Task requirements: Find each line below where the word "reflection" occurs, and copy it.

Exercise data:
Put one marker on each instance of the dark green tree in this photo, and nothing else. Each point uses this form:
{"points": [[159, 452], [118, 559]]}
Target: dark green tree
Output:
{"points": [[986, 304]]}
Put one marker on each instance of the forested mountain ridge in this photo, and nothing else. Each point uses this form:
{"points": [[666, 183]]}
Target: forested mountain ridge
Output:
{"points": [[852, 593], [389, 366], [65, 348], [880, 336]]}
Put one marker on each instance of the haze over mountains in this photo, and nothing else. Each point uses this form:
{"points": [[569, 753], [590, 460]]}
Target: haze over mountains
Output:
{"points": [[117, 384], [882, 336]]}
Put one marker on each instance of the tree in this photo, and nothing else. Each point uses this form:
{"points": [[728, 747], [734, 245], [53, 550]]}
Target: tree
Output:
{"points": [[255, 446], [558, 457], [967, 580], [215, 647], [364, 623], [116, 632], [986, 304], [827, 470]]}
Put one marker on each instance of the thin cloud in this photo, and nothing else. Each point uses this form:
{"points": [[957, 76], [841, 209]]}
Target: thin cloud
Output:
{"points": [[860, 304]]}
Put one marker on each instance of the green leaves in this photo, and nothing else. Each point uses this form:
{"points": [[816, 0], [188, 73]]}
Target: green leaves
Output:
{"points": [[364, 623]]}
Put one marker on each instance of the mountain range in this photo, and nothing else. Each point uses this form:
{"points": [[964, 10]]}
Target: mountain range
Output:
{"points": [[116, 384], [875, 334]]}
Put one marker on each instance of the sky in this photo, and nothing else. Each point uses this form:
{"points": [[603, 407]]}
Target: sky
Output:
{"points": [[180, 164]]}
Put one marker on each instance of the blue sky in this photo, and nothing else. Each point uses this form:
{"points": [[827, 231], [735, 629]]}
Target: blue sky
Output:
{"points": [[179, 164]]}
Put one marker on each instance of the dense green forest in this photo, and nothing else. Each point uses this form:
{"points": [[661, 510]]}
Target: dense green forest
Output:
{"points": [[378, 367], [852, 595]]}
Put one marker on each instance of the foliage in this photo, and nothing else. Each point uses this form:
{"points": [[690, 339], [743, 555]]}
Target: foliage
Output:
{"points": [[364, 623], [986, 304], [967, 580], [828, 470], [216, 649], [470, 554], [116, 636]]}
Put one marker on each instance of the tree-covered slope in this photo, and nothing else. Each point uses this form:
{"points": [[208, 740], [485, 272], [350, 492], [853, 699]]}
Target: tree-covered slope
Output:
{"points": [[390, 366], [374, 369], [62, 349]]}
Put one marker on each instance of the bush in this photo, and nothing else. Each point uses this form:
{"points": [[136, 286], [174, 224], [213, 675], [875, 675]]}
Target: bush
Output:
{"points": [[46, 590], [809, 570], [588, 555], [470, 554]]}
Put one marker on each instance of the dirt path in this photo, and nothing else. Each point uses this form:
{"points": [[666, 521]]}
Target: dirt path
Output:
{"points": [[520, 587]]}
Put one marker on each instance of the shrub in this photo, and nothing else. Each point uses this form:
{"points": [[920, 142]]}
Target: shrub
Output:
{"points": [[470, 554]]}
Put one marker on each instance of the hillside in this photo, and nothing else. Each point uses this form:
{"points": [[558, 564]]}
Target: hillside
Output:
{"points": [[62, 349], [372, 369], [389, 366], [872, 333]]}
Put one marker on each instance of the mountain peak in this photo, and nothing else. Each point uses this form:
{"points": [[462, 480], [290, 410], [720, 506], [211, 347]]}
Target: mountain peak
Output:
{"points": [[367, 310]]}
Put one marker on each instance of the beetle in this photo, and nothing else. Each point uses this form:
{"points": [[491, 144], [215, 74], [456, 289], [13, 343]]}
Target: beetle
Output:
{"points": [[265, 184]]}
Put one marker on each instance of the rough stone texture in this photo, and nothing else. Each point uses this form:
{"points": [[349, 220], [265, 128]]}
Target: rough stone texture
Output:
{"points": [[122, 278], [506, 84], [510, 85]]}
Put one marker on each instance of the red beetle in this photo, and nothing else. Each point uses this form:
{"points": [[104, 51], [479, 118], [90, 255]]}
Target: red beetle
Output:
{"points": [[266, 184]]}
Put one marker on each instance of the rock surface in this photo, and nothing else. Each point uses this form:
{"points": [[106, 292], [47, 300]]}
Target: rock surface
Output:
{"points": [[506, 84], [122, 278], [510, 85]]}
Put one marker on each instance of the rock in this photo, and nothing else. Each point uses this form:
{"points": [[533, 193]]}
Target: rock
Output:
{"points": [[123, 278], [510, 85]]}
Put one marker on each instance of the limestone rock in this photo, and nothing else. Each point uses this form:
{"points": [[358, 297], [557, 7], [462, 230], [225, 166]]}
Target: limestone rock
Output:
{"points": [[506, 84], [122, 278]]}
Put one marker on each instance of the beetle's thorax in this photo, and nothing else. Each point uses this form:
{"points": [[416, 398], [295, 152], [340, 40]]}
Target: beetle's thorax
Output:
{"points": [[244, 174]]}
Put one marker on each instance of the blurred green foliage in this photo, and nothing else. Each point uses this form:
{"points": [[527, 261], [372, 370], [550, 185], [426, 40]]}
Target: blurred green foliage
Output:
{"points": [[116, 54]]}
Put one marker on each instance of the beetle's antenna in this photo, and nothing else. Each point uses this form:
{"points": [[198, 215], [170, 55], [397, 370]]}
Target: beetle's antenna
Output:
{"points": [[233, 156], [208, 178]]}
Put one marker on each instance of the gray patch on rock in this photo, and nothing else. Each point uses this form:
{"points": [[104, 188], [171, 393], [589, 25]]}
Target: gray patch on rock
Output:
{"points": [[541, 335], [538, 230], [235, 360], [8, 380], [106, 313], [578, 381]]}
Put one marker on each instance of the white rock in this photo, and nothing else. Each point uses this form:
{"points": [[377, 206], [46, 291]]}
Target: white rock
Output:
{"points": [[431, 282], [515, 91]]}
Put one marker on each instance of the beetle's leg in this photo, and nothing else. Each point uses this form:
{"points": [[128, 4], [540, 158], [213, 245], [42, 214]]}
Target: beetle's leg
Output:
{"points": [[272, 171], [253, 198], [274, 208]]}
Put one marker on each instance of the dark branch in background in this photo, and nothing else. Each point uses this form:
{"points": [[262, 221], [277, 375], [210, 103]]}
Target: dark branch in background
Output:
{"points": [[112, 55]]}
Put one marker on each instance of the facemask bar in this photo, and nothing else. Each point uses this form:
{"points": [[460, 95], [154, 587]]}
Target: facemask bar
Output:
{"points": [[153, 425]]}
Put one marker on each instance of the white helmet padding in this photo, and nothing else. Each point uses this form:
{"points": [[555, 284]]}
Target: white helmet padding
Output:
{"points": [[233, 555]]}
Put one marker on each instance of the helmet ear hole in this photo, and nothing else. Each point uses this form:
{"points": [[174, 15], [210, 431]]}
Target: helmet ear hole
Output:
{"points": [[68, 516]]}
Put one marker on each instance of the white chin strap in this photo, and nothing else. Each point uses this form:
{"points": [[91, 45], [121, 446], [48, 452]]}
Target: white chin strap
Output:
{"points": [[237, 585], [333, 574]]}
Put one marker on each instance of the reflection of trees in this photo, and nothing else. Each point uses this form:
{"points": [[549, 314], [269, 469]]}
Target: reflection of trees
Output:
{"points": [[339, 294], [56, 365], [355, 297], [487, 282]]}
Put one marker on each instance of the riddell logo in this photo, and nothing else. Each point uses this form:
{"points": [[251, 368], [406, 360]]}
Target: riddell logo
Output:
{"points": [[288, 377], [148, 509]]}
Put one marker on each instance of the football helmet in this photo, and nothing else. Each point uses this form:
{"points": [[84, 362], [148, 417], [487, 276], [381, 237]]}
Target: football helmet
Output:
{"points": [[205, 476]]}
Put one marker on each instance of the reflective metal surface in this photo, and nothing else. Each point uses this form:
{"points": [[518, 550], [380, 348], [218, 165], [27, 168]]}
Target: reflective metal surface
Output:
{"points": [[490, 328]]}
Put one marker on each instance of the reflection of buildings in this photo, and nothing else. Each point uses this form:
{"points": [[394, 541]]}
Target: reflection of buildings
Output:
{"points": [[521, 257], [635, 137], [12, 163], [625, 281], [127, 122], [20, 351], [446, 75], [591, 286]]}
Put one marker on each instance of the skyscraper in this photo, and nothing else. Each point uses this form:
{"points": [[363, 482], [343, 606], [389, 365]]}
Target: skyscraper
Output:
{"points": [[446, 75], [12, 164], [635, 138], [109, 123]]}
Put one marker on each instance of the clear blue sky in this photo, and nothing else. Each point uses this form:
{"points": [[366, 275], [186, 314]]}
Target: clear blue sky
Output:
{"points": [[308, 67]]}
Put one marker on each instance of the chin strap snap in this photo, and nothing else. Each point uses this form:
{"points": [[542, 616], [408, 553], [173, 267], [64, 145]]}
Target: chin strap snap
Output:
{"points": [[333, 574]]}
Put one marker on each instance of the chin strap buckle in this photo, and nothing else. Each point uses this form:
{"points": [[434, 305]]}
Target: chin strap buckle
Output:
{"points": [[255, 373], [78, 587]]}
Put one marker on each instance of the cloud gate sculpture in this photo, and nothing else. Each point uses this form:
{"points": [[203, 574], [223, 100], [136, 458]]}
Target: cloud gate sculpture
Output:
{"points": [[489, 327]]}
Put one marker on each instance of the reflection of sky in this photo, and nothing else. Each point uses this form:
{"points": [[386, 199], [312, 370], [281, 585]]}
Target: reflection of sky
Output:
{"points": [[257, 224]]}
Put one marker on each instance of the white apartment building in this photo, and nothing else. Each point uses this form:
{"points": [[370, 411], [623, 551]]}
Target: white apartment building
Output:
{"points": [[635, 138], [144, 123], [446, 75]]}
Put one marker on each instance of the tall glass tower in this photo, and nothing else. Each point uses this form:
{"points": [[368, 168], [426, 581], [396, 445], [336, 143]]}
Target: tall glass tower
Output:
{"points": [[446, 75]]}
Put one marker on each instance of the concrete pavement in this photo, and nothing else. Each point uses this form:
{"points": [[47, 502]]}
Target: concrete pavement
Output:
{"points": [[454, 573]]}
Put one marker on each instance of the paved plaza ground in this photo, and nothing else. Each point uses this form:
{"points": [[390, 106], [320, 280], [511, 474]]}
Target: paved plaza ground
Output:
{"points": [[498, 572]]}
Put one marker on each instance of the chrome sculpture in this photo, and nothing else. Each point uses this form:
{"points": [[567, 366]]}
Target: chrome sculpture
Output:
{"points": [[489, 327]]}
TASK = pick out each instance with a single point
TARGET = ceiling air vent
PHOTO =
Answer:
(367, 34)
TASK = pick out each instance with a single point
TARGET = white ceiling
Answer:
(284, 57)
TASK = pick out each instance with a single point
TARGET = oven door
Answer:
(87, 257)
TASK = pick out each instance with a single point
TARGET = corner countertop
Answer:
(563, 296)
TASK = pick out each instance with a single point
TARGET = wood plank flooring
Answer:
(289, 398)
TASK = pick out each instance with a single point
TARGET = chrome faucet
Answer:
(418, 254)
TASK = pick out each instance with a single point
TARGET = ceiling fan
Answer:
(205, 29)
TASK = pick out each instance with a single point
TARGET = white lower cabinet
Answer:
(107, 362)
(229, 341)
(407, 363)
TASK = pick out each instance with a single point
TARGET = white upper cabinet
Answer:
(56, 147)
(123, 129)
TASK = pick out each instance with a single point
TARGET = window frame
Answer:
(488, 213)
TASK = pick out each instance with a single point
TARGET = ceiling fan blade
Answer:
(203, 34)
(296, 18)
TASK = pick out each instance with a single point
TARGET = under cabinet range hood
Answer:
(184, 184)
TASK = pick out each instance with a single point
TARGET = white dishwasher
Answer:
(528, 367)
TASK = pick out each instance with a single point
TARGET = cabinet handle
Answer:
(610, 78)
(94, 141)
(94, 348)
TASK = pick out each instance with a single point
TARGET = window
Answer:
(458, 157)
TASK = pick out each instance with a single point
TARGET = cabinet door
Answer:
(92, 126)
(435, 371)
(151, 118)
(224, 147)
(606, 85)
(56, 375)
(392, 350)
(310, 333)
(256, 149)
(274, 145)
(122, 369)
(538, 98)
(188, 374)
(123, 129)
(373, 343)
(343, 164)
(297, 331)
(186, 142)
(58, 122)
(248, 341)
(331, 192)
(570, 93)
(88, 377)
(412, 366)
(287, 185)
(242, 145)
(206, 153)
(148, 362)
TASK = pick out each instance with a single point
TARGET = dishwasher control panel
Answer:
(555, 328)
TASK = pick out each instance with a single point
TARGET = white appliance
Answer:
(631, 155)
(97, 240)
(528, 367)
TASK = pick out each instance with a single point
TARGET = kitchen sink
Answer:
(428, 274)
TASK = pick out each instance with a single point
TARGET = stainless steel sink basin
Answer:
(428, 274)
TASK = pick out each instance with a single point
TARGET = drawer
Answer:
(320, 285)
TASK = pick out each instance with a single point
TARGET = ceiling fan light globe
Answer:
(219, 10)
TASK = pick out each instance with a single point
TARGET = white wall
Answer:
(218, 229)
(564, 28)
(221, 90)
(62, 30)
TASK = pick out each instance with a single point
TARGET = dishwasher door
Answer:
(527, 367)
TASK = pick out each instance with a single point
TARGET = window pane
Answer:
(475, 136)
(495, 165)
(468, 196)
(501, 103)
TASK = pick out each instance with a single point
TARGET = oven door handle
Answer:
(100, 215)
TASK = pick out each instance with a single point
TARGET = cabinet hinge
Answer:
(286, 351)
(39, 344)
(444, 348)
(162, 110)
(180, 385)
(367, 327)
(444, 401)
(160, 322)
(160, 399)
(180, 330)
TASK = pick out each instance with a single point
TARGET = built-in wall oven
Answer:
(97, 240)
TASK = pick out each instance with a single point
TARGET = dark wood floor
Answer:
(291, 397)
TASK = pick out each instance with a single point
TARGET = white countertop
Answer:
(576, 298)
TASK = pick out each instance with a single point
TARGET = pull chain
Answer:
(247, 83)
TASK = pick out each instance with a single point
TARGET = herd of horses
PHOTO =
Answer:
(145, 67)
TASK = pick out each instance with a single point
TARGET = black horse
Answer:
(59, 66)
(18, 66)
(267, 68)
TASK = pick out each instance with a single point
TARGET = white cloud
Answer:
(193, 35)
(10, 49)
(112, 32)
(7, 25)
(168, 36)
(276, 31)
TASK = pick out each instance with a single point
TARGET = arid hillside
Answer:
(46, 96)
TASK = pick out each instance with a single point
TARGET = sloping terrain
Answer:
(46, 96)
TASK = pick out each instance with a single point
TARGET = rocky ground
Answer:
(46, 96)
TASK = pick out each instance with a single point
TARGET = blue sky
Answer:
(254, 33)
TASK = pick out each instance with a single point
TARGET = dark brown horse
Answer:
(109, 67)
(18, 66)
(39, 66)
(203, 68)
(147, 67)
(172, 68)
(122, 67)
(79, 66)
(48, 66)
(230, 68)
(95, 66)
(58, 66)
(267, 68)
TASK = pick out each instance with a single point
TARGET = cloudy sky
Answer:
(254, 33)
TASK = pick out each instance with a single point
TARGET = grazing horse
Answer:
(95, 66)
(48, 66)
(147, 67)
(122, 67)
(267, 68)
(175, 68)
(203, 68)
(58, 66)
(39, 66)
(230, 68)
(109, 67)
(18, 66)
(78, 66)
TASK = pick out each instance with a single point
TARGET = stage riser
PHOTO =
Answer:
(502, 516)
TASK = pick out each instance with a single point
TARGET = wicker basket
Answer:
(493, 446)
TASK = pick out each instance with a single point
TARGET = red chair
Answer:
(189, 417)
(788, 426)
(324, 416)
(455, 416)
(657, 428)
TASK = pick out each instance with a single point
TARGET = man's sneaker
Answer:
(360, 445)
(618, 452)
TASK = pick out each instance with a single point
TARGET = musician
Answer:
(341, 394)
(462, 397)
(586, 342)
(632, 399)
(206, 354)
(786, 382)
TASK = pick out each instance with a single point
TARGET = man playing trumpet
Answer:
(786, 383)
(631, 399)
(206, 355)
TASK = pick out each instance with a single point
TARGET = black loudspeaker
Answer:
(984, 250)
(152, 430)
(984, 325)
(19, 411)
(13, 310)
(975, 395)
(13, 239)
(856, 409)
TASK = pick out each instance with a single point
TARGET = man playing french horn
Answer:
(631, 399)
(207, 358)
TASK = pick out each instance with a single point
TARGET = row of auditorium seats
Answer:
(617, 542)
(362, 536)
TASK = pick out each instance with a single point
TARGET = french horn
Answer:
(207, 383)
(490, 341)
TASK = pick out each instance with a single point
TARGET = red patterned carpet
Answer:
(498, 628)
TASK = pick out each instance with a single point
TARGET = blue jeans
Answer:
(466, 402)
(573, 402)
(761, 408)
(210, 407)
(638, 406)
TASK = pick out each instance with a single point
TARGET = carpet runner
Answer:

The answer:
Put one marker on each instance of the reflection of trees in this photo, and nothing else. Each point uses this form:
Target: reflection of trees
Put one marker on each instance of the reflection of buildings in this photo, and nothing else. Each point uses this form:
Target: reflection of buildings
Put one marker on each instance of the reflection of sky in this photo, and nothing else. Each point uses this form:
Target: reflection of sky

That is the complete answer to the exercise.